### [Task goal]
Reproduce the following rows verbatim, in full and in their original order, omitting the pictures from your reply.

### [Data for the task]
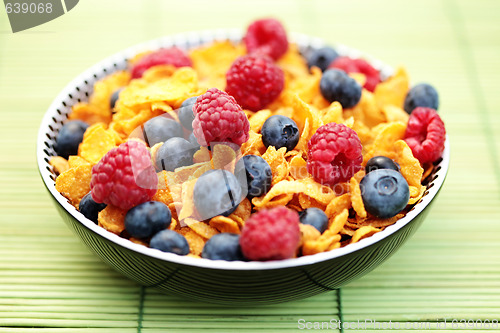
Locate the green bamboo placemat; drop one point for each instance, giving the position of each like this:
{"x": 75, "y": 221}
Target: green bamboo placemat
{"x": 450, "y": 269}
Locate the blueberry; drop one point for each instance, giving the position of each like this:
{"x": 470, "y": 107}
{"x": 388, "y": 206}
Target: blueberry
{"x": 170, "y": 241}
{"x": 422, "y": 94}
{"x": 385, "y": 193}
{"x": 224, "y": 246}
{"x": 186, "y": 115}
{"x": 336, "y": 85}
{"x": 315, "y": 217}
{"x": 192, "y": 139}
{"x": 322, "y": 58}
{"x": 259, "y": 175}
{"x": 216, "y": 192}
{"x": 175, "y": 153}
{"x": 70, "y": 136}
{"x": 280, "y": 131}
{"x": 160, "y": 129}
{"x": 146, "y": 219}
{"x": 380, "y": 162}
{"x": 114, "y": 98}
{"x": 89, "y": 208}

### [Answer to the problem]
Locate the green bamboo placemat; drop one point for each instance, giving the position of each like this:
{"x": 75, "y": 221}
Target: green bamboo placemat
{"x": 450, "y": 269}
Locate the blueberry; drop one point for each instance, giving the position of each like this:
{"x": 470, "y": 107}
{"x": 388, "y": 206}
Target: blueberry
{"x": 170, "y": 241}
{"x": 422, "y": 94}
{"x": 385, "y": 193}
{"x": 224, "y": 246}
{"x": 186, "y": 115}
{"x": 336, "y": 85}
{"x": 315, "y": 217}
{"x": 192, "y": 139}
{"x": 322, "y": 58}
{"x": 259, "y": 175}
{"x": 216, "y": 192}
{"x": 175, "y": 153}
{"x": 70, "y": 136}
{"x": 280, "y": 131}
{"x": 160, "y": 129}
{"x": 146, "y": 219}
{"x": 380, "y": 162}
{"x": 114, "y": 98}
{"x": 89, "y": 208}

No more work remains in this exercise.